企業側は派遣社員の権利を尊重し、法律が定める範囲内で適切な業務を提供することが求められています。以下で詳しく見ていきましょう。
派遣社員にやらせてはいけない業務
以下のような業務は、派遣社員に従事させてはいけないため、注意が必要です。
● 建設業務
● 警備業務
● 医療関連業務
● 港湾運送業務
● 士業
それぞれ具体的に見ていきましょう。
建設業務
建設業務において、派遣社員が直接作業に従事することは禁止されています。これには、土木や建築物の建設、リフォーム、保存、修理、破壊や解体、またそれらに関する準備作業などの多岐にわたる業務が含まれます。
建設業界は閑散期と繁忙期の差が非常に大きいため、派遣社員も活用されていますが、事務、CAD、施工管理等に限られており、上記のような業務に関わることはできません。この規制は、専門性の高い業務への適切な人材配置と安全性を確保するため実施されています。
警備業務
警備業務に関しても、派遣社員を活用することは許されていません。警備業務とは、盗難などの犯罪行為や事故を防ぐため、マンションや会社、商業施設、イベント会場、工事現場などで行われます。

データセットのレコード.
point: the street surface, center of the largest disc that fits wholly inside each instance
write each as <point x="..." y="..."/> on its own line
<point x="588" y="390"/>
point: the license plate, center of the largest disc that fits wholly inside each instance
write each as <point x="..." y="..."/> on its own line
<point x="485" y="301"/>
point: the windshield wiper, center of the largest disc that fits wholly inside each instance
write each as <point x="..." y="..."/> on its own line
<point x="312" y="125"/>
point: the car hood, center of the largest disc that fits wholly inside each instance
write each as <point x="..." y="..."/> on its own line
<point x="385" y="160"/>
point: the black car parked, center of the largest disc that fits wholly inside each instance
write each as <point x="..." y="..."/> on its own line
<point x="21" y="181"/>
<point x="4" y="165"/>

作業指示 A.
派遣社員の禁止業務に関する文章のうち、「派遣社員にやらせてはいけない業務」という語句を含むところから始まり「岐にわたる業務が含まれます。」で終わる部分を、そのまま書き写してください。
作業指示 B.
派遣社員の禁止業務に関する文章をもとに、次の問いに答えてください。
(i) 派遣社員に従事させてはいけない業務として、箇条書きでいくつ挙げられているか。
(ii) 建設業界で派遣社員が携わる業務は何に限られているか。
(iii) 警備業務は何を防ぐために行われると書かれているか。

回答 A.
派遣社員にやらせてはいけない業務
以下のような業務は、派遣社員に従事させてはいけないため、注意が必要です。
● 建設業務
● 警備業務
● 医療関連業務
● 港湾運送業務
● 士業
それぞれ具体的に見ていきましょう。
建設業務
建設業務において、派遣社員が直接作業に従事することは禁止されています。これには、土木や建築物の建設、リフォーム、保存、修理、破壊や解体、またそれらに関する準備作業などの多岐にわたる業務が含まれます。

回答 B.
(i) 5つ
(ii) 事務、CAD、施工管理等
(iii) 盗難などの犯罪行為や事故